Problem statement: Print the first line of the records below and every line after it, up to and including the line with "search: white cloud". Print nothing else.

(Stored data entries)
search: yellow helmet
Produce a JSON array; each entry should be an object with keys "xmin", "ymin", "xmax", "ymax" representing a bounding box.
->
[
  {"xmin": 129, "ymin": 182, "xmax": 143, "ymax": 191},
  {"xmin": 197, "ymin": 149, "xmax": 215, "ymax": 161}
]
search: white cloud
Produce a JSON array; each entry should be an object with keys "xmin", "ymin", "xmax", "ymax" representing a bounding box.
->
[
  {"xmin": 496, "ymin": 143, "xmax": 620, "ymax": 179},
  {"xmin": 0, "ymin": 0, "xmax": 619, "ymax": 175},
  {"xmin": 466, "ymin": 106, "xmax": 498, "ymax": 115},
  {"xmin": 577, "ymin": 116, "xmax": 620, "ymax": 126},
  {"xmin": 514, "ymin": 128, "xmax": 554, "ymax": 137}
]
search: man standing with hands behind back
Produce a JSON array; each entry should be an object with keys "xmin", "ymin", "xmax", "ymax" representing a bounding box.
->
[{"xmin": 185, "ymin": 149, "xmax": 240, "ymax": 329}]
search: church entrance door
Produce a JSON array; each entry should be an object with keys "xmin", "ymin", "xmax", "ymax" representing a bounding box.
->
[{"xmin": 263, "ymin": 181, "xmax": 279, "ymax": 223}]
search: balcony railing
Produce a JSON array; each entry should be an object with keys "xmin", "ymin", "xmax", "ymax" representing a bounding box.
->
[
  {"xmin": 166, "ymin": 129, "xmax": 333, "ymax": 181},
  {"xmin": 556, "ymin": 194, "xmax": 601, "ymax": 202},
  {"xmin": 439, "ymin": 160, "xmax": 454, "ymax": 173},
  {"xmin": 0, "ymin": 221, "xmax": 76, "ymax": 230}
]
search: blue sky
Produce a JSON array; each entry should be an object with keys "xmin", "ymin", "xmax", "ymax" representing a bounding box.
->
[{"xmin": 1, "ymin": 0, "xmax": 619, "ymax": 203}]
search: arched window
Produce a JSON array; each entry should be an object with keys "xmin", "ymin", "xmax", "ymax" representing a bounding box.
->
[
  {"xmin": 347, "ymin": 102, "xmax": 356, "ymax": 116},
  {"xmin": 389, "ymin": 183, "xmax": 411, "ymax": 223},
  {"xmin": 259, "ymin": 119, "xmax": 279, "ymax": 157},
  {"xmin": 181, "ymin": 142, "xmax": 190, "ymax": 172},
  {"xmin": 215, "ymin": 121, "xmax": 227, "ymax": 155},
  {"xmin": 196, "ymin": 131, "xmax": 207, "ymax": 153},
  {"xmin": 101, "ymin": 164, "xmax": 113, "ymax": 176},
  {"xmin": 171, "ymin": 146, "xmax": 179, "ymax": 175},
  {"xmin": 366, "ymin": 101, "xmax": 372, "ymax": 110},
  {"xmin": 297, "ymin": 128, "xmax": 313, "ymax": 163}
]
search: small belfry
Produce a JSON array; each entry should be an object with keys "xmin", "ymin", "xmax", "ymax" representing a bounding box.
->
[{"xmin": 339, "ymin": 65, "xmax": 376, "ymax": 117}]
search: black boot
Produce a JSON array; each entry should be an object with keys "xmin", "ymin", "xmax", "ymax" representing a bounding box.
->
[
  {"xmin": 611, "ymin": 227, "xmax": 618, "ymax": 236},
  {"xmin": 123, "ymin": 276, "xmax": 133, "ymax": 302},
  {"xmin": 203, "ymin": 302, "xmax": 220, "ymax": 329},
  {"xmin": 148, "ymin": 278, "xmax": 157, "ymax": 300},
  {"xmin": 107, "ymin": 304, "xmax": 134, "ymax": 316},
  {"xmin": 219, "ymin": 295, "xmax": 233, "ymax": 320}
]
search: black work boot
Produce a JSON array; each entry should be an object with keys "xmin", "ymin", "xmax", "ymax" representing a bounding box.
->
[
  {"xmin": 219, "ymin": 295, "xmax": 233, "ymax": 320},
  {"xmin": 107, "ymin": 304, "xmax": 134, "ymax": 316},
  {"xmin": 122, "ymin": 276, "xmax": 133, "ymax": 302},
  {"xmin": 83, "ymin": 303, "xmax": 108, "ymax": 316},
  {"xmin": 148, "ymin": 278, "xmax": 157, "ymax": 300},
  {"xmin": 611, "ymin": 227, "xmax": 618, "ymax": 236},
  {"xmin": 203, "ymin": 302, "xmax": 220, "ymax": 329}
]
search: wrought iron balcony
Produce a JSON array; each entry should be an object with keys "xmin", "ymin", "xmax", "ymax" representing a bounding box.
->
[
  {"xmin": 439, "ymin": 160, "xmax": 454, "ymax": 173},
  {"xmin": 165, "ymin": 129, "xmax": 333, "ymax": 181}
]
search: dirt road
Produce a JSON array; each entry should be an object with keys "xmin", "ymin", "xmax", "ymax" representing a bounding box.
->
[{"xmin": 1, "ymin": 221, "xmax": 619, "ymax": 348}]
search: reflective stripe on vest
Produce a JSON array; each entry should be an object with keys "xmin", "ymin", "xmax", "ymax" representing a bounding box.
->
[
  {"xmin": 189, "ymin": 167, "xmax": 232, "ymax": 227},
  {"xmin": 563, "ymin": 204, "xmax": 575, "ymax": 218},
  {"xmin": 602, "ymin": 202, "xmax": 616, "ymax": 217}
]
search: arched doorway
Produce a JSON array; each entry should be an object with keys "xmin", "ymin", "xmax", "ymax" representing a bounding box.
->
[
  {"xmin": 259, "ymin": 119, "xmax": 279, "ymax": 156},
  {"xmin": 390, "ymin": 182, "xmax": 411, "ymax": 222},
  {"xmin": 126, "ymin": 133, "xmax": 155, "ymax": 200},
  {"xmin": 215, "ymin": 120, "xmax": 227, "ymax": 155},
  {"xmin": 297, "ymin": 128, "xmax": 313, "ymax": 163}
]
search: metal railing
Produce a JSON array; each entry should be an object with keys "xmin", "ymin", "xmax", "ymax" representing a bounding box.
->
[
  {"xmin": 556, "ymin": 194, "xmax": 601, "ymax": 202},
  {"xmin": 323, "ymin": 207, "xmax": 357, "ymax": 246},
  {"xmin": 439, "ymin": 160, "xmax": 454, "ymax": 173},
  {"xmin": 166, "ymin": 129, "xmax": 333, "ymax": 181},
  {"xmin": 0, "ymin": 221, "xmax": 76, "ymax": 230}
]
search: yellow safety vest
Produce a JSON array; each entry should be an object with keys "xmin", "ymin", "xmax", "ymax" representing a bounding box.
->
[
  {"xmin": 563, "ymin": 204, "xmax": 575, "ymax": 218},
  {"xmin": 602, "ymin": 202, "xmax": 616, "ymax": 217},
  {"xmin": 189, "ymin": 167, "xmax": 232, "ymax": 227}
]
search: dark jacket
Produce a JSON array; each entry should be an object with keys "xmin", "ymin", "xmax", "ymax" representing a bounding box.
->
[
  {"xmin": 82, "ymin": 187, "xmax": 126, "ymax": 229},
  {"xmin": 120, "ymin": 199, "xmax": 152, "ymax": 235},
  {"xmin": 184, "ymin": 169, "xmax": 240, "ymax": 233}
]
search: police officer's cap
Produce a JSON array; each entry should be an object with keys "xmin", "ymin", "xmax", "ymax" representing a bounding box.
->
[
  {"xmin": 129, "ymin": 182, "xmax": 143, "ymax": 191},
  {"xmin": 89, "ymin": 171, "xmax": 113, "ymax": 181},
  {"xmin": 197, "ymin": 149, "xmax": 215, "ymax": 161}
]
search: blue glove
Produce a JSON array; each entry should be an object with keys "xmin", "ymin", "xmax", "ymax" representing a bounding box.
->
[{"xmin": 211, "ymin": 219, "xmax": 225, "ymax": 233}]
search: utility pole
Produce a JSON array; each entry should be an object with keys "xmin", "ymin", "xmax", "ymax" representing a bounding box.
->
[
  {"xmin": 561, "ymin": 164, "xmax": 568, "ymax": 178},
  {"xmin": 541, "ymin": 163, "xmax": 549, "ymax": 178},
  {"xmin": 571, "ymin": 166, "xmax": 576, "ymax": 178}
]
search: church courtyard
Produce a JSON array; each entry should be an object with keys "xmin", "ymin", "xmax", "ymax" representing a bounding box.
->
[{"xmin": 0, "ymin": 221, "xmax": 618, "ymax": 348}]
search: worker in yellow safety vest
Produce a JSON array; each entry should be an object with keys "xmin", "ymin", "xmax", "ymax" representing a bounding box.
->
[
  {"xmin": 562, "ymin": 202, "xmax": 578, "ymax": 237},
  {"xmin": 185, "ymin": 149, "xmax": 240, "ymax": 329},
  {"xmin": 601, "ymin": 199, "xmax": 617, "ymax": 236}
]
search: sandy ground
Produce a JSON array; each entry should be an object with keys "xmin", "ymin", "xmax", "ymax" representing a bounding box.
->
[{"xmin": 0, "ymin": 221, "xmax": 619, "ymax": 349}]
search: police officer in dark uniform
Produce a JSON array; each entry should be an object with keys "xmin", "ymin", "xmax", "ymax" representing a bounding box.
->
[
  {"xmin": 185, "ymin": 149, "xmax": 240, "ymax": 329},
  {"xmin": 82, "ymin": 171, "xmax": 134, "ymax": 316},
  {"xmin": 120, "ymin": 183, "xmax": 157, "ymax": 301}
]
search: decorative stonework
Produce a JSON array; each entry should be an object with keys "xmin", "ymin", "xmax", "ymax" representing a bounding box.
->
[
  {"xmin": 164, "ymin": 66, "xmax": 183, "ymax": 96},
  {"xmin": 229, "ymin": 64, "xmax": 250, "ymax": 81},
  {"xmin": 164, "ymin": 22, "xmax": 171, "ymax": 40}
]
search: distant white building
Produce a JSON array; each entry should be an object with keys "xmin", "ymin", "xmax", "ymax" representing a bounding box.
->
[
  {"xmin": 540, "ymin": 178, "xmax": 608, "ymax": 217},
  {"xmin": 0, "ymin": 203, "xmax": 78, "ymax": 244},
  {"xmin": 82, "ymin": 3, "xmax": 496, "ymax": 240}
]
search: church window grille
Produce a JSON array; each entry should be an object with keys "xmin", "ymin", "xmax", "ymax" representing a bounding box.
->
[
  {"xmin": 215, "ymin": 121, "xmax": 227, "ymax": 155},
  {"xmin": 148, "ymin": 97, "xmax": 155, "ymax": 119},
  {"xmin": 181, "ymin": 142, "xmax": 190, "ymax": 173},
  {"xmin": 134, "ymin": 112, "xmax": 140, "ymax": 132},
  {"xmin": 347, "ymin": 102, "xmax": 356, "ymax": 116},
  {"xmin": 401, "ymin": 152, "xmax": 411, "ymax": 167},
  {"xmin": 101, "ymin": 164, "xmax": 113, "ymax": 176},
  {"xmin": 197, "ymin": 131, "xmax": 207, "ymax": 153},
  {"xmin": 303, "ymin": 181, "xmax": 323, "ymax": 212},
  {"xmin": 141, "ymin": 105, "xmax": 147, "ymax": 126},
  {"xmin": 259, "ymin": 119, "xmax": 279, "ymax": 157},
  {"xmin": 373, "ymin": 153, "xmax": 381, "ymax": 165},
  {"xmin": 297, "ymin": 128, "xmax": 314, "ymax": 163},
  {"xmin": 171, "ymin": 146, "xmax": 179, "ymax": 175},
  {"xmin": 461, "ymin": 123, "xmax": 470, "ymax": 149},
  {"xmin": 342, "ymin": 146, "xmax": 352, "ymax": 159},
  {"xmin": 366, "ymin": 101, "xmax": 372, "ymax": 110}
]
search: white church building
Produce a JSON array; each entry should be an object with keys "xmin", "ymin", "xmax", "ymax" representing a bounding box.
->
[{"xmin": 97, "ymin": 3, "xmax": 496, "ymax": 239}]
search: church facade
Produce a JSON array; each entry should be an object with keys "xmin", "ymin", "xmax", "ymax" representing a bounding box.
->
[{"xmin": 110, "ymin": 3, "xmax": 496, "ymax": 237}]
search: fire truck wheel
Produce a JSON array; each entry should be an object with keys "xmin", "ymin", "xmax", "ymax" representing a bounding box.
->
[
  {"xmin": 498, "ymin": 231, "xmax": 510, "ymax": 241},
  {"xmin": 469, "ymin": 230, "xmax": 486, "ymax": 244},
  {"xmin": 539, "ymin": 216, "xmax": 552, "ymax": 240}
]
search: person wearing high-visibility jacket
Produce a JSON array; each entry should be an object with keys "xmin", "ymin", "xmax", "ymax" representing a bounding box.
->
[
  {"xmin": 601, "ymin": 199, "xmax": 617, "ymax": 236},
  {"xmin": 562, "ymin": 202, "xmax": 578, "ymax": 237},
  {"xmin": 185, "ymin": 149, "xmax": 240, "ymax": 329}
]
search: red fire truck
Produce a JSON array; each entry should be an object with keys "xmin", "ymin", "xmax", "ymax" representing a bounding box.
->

Result of this task:
search: yellow helmet
Produce a JSON array; each entry should be an object with keys "xmin", "ymin", "xmax", "ymax" representing a bounding box.
->
[
  {"xmin": 129, "ymin": 182, "xmax": 143, "ymax": 191},
  {"xmin": 197, "ymin": 149, "xmax": 215, "ymax": 161}
]
search: white cloud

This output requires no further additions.